• **TASK TO COMPLETE**: Locate every line in the items below that contains the word "cake", treating uppercase and lowercase as different, and copy each of those lines.
[begin DATA RECORDS]
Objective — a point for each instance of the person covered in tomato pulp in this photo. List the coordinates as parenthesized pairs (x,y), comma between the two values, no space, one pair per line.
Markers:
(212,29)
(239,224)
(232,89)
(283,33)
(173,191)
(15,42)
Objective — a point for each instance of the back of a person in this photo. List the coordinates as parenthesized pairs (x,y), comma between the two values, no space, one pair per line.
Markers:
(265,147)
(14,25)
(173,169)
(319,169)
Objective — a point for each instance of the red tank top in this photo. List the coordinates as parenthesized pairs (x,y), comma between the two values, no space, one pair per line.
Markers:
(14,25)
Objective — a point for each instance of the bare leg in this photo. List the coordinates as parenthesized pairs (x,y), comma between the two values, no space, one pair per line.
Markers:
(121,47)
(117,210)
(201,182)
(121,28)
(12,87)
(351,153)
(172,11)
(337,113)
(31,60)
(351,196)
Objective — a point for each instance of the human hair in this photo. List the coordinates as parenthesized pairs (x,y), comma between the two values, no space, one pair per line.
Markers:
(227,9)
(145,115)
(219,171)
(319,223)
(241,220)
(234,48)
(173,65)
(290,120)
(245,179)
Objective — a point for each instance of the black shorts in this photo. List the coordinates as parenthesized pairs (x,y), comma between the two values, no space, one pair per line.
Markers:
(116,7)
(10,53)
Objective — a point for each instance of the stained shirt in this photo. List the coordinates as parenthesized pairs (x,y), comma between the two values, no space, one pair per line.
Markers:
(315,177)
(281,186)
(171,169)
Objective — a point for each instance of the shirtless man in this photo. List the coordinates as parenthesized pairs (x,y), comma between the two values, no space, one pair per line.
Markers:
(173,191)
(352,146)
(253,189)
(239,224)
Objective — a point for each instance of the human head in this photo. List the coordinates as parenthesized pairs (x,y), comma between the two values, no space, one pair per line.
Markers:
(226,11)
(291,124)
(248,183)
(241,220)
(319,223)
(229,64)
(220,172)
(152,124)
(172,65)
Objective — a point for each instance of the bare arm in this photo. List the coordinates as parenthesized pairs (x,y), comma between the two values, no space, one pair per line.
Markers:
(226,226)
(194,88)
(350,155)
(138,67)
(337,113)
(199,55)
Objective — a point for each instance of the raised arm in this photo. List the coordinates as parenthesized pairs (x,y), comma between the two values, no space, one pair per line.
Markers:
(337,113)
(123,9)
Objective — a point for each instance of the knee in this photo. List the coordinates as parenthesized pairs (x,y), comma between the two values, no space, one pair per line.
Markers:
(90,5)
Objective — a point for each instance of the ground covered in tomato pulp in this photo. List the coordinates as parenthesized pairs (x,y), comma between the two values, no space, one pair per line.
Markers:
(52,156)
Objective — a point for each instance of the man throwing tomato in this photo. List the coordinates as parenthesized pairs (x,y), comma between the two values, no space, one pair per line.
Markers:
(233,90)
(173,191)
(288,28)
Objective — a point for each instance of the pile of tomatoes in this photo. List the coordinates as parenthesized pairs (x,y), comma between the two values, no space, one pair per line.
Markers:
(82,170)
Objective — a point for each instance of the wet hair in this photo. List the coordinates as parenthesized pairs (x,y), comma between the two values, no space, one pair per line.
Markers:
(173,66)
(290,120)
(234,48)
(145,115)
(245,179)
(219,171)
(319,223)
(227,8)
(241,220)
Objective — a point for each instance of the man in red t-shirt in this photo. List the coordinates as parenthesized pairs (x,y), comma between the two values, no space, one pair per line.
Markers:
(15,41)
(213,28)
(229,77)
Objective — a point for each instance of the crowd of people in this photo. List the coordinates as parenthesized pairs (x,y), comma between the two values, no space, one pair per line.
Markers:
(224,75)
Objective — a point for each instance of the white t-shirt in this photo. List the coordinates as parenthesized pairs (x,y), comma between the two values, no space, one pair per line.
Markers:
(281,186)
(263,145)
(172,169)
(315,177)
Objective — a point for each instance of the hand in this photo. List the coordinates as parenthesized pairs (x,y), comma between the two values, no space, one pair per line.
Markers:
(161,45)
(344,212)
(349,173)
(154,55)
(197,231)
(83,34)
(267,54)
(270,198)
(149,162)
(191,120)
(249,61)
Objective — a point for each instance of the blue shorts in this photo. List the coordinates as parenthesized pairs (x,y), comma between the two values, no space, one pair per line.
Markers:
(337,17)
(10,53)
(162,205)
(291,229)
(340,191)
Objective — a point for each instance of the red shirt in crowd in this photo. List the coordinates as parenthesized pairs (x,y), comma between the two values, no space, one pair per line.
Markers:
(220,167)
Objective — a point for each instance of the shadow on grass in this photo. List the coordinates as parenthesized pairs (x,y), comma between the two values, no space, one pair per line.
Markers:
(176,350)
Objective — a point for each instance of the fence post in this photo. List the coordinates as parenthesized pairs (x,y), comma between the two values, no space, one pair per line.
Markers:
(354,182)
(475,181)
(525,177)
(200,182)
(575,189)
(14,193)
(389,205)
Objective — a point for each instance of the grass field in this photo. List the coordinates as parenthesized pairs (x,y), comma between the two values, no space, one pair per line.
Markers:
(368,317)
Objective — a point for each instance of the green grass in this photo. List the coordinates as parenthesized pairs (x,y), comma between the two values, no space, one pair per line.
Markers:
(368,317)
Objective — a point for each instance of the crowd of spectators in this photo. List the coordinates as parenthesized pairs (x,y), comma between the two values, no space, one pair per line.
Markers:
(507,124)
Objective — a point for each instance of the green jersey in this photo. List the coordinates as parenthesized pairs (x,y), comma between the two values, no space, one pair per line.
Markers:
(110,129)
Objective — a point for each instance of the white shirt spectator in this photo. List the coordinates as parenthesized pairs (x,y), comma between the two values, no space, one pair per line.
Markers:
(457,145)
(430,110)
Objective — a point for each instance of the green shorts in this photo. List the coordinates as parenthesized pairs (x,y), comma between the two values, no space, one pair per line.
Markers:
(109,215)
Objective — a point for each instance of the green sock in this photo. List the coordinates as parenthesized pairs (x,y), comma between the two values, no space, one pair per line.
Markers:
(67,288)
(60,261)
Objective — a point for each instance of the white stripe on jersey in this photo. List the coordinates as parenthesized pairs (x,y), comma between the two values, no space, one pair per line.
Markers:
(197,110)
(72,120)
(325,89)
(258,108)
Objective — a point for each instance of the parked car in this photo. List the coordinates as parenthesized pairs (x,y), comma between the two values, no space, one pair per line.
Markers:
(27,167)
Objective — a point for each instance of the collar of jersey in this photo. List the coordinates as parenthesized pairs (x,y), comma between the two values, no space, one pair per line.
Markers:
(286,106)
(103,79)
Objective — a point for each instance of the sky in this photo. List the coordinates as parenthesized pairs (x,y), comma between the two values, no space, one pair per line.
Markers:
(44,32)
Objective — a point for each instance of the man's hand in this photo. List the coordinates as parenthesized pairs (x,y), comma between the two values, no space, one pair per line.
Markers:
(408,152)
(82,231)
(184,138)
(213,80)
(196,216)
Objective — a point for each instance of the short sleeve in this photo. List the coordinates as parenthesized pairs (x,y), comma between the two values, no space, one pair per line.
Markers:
[end DATA RECORDS]
[begin DATA RECORDS]
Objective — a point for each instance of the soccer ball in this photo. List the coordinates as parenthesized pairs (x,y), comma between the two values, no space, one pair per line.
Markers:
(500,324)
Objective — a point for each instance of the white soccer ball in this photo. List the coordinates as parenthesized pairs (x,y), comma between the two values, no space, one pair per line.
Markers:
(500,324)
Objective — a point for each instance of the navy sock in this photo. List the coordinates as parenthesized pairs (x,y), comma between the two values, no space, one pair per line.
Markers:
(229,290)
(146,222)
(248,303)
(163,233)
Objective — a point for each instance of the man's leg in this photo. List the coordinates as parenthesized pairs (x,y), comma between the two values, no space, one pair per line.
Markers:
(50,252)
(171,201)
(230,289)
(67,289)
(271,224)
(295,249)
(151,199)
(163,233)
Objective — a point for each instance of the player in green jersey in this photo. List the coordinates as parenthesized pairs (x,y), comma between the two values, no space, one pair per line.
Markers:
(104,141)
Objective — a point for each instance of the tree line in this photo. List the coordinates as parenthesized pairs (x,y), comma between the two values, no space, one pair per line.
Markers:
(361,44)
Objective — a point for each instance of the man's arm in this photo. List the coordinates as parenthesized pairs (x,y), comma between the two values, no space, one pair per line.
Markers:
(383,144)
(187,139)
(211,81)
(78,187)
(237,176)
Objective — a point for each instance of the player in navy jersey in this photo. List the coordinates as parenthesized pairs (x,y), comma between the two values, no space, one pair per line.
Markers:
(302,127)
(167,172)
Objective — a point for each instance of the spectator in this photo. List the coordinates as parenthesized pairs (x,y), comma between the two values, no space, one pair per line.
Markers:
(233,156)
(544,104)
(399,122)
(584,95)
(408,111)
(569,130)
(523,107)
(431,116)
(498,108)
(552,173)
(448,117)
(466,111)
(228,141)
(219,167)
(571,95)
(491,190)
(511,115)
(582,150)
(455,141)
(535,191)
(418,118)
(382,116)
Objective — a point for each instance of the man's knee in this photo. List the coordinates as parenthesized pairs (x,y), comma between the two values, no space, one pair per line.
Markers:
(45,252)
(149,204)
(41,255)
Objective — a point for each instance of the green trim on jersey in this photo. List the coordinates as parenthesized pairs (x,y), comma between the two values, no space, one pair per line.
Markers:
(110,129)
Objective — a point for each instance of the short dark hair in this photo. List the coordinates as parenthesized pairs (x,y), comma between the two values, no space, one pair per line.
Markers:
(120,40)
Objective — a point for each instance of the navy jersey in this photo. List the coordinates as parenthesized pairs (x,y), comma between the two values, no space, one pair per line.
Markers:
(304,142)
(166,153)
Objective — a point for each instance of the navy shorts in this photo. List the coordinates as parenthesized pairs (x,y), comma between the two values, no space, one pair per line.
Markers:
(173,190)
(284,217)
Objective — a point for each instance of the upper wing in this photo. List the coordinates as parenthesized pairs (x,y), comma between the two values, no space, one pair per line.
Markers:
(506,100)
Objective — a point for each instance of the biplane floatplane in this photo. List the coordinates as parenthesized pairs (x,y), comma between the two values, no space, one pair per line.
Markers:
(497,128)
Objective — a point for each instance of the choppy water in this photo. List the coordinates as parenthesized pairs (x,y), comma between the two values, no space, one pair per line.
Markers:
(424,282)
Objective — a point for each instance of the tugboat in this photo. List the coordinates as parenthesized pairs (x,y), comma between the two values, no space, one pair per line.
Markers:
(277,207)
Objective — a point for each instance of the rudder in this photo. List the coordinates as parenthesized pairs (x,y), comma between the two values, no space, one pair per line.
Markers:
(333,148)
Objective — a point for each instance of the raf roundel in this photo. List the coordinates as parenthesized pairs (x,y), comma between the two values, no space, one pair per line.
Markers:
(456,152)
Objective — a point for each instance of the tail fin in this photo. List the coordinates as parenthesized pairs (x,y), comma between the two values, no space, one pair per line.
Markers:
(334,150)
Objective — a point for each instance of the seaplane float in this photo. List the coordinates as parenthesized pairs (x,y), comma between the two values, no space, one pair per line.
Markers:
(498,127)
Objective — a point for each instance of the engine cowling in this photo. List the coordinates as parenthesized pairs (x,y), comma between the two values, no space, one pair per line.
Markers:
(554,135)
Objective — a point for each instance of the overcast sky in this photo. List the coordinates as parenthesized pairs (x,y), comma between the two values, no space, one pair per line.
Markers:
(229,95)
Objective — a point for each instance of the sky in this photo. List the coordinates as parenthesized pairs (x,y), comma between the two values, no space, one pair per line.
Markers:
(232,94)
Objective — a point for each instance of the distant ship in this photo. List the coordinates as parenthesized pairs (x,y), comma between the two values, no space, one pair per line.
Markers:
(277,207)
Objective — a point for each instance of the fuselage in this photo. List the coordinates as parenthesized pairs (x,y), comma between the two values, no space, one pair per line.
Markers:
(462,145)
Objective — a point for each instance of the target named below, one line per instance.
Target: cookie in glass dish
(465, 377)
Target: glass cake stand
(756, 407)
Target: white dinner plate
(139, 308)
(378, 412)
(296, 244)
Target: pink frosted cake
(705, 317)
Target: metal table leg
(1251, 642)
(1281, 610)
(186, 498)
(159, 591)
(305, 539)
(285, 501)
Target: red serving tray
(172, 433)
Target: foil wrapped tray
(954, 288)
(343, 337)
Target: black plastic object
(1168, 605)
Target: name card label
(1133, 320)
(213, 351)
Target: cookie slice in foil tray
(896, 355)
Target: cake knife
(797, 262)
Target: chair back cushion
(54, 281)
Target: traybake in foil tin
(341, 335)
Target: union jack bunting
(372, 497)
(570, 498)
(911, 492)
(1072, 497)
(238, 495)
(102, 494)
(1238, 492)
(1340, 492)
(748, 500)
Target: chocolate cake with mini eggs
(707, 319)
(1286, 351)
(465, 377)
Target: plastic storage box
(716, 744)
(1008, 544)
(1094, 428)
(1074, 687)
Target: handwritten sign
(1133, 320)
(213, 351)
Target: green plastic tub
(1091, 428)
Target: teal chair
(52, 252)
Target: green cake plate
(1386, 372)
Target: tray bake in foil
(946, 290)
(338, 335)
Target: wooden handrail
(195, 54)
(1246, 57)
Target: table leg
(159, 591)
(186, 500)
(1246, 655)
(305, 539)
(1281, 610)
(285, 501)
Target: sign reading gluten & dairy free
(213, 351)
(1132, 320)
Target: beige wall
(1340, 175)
[end DATA RECORDS]
• **RESULT**:
Target: glass cake stand
Target: pink frosted cake
Target: cake knife
Target: chocolate cake with mini eggs
Target: green cake plate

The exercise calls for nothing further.